Nothing but an exact repetition of the entries should appear in the answer.

• RECORDS:
=======

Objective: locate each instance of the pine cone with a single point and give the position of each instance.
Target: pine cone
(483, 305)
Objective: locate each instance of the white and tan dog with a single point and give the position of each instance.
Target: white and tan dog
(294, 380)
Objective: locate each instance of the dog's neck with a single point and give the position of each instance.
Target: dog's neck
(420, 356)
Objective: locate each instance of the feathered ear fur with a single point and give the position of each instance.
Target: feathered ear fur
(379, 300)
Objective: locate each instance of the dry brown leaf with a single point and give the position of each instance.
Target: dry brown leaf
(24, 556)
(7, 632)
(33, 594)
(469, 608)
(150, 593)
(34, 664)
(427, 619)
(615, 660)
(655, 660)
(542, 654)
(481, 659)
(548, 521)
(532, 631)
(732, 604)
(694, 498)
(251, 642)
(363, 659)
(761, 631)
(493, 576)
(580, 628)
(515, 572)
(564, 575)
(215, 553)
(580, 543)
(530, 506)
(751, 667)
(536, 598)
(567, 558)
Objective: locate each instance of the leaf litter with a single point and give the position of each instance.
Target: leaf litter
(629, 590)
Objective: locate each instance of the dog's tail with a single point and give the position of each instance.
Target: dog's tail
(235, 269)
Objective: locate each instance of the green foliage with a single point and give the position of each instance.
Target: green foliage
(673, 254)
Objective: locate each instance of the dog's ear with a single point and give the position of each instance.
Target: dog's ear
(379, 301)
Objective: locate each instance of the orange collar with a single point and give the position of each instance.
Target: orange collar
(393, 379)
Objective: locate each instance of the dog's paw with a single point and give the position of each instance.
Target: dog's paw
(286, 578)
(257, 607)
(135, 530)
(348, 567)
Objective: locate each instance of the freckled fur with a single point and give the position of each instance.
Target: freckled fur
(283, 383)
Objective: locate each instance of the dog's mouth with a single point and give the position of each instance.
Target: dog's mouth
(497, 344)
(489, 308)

=======

• RESULT OF THIS TASK:
Objective: locate each instance of the pine cone with a single point and give the position of each instance.
Target: pine cone
(483, 305)
Objective: locate each instance of the white and tan dog with a single point and give the position of each instance.
Target: white and tan dog
(294, 380)
Objective: locate each instance of the dog's neck with a single point and give the position of each instance.
Target: dog's neck
(420, 356)
Objective: locate each instance of the feathered ear fur with a single point and give the position of each instance.
Target: feathered ear fur
(379, 300)
Objective: locate each instance of the dry brown leaf with a single point and give the position of each instance.
Target: dry brown leaf
(24, 556)
(7, 632)
(33, 594)
(469, 608)
(150, 593)
(34, 664)
(427, 619)
(615, 660)
(655, 660)
(542, 654)
(481, 659)
(548, 521)
(532, 631)
(732, 604)
(694, 498)
(251, 642)
(363, 659)
(761, 631)
(493, 576)
(580, 628)
(515, 572)
(564, 575)
(215, 553)
(580, 543)
(530, 506)
(751, 667)
(536, 598)
(567, 558)
Objective: locate each instance of the leaf litter with a single point and give the position of each instance.
Target: leaf litter
(629, 590)
Objective: locate each instance of the dog's tail with a single point and give the position of each instance.
Target: dog's tail
(235, 269)
Objective: locate each instance of the green foliage with a single point and give the position of each instance.
Target: green foliage
(673, 254)
Objective: locate each instance of the dog's ear with a single point and give the position of each instance.
Target: dog's ear
(379, 301)
Objective: locate each instance of the orange collar with a single point and give the position of each instance.
Target: orange collar
(393, 379)
Objective: locate each instance of the dog's paw with a single point and give the position of each instance.
Target: dog's paw
(286, 578)
(257, 607)
(135, 530)
(348, 567)
Objective: locate each instance of the freckled fur with a single point and give the position of each instance.
Target: freckled fur
(283, 383)
Objective: locate each instance of the dog's mouth with a single point and give the position of each instance.
Target: dog's mouth
(497, 344)
(489, 308)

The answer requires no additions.